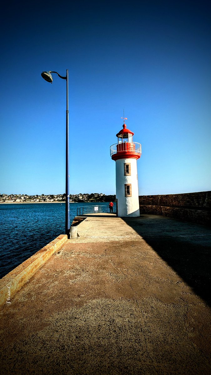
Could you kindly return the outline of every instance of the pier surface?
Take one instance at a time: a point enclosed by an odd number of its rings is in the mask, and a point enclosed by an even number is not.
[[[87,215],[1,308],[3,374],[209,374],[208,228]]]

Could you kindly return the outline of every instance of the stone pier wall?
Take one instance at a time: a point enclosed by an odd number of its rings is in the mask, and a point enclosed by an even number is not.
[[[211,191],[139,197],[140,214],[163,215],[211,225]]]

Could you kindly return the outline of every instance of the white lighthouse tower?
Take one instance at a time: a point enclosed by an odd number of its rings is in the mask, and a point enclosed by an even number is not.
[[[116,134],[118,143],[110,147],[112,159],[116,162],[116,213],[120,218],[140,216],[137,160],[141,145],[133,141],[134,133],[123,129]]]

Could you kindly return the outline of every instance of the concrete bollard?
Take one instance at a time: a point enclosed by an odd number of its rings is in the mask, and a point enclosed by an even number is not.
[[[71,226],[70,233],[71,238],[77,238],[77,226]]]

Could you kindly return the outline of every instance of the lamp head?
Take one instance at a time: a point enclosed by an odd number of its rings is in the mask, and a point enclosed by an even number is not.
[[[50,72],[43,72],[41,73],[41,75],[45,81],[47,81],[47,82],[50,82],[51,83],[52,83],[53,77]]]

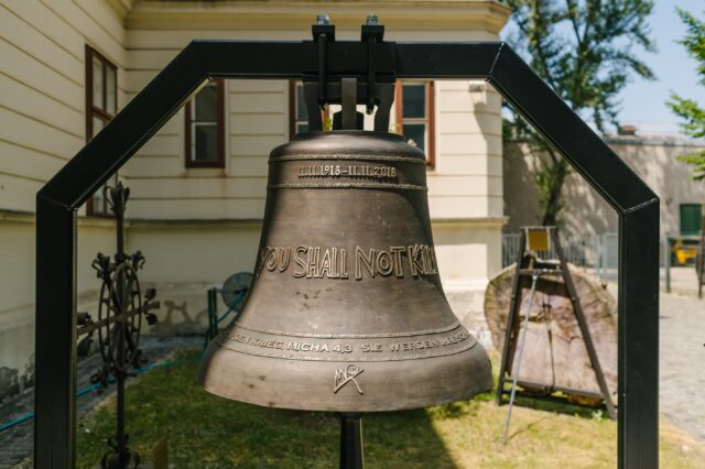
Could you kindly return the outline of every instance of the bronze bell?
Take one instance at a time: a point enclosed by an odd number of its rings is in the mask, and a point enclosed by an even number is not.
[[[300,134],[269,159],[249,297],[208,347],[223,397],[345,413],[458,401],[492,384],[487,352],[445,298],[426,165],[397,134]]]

Stated task:
Reproduce every line of the items above verbatim, omitting the pictures.

Response for this exercise:
Could you kindly return the outline of every instance of the pier surface?
Take one instance at a time: a point enclosed by an odd number of its rings is in the mask, and a point enclosed by an even number is not.
[[[87,215],[1,308],[3,374],[209,374],[208,228]]]

Could you kindly return the outline of every instance of the stone pier wall?
Take one instance at a time: a point enclosed by an odd number of its rings is in the mask, and a point enclosed by an even number is not.
[[[211,191],[139,197],[140,214],[163,215],[211,225]]]

Could you kindly return the outline of every instance of the white lighthouse tower?
Take one instance at a time: a point enclosed by an odd number of its rings is in the mask, and a point enclosed by an even number is not.
[[[116,134],[118,143],[110,147],[112,159],[116,162],[116,213],[120,218],[140,216],[137,160],[141,145],[133,141],[134,133],[123,129]]]

Could you kindly return the outline of every instance of the concrete bollard?
Take one instance at a time: a point enclosed by an odd number of its rings is in the mask, and a point enclosed by an even number is not.
[[[71,226],[70,233],[71,238],[77,238],[77,226]]]

Could you kindly return the outline of every instance of the lamp head?
Take one instance at a time: a point enclosed by an odd number of its rings is in the mask, and a point enclosed by an even number is not.
[[[50,72],[43,72],[41,73],[41,75],[45,81],[47,81],[47,82],[50,82],[51,83],[52,83],[53,77]]]

Could you kindly return the outline of every instance of the bronze bell?
Take one instance at a time: a point enclosed by an odd number of its rings is in the mask, and a point enclosed by an even number is not.
[[[300,134],[269,159],[249,297],[208,347],[223,397],[345,413],[458,401],[492,384],[487,352],[445,298],[426,165],[397,134]]]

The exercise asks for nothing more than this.